REQUIRED WORK:
Please update the items by replacing every "breaking wave" with "crashing wave", keeping everything else the same, and leave the pictures out of your answer.

TASK MATERIAL:
## BEGIN

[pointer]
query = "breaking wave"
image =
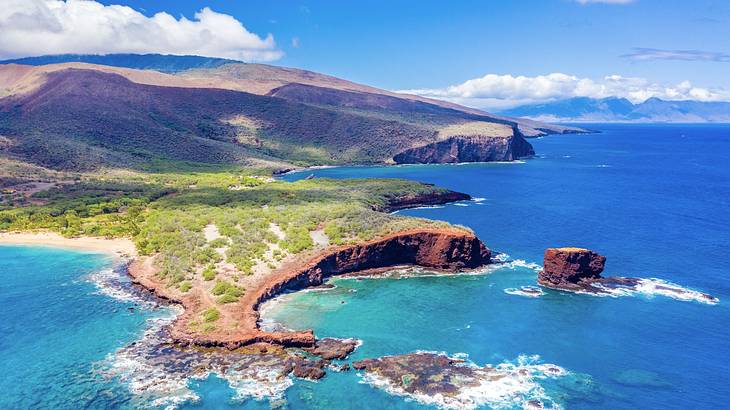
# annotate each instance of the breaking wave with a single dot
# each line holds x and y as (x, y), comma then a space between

## END

REPLY TO THE TASK:
[pointer]
query = "crashing wave"
image =
# annotate each instance of the crashing wave with a single dot
# each line holds x and y as (x, y), comma then a space between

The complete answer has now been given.